-- Start of PROVIDED RECORDS --
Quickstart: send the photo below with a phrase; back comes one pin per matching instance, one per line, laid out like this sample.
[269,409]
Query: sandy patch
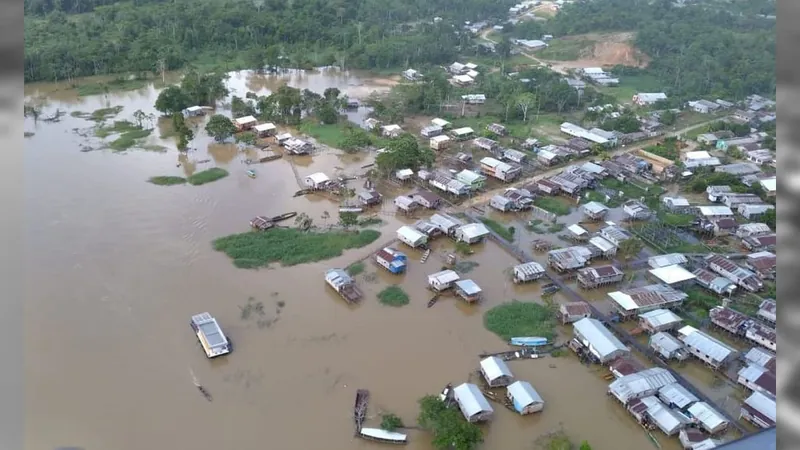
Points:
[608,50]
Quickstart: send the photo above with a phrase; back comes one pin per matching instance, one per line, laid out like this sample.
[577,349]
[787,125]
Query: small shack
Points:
-- End of PROVIDED RECORDS --
-- Start of PROVIDED RECORDS --
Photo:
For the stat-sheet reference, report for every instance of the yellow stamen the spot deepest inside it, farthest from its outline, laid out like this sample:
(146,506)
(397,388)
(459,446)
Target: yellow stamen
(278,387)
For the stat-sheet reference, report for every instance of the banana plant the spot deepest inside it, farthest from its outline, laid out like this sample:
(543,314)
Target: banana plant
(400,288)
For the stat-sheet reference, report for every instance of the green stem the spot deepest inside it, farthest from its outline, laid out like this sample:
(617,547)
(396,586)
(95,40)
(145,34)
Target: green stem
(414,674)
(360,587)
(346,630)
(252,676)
-- End of PROVIDED RECORDS --
-- Start of PROVIDED RECORDS --
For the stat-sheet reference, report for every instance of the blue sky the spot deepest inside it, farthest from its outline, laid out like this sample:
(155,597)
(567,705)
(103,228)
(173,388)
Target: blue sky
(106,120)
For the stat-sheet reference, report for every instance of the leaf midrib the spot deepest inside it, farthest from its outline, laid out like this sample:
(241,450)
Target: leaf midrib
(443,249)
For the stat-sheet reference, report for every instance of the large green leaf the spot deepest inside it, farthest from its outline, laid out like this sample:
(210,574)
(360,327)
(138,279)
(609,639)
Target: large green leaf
-- End of PROVIDED RECORDS --
### EXERCISE PROMPT
Please edit the part of the data that opens with the line containing "of the leaf" and closes with the line containing "Target: large green leaf", replacing "stat-sheet reference" with "scoring reference" and leaving everything else unchanged. Return only those lines.

### TASK RESULT
For the scoring reference, report for every instance of the leaf midrib the spot deepest inside it, farthest from its outline, laid out like this sample:
(241,450)
Target: leaf midrib
(443,249)
For the scoring reference, report for every instance of the large green leaf the spot deepest inside it, farthest from its outline, laid out like this sample:
(210,574)
(360,327)
(138,279)
(609,639)
Target: large green leaf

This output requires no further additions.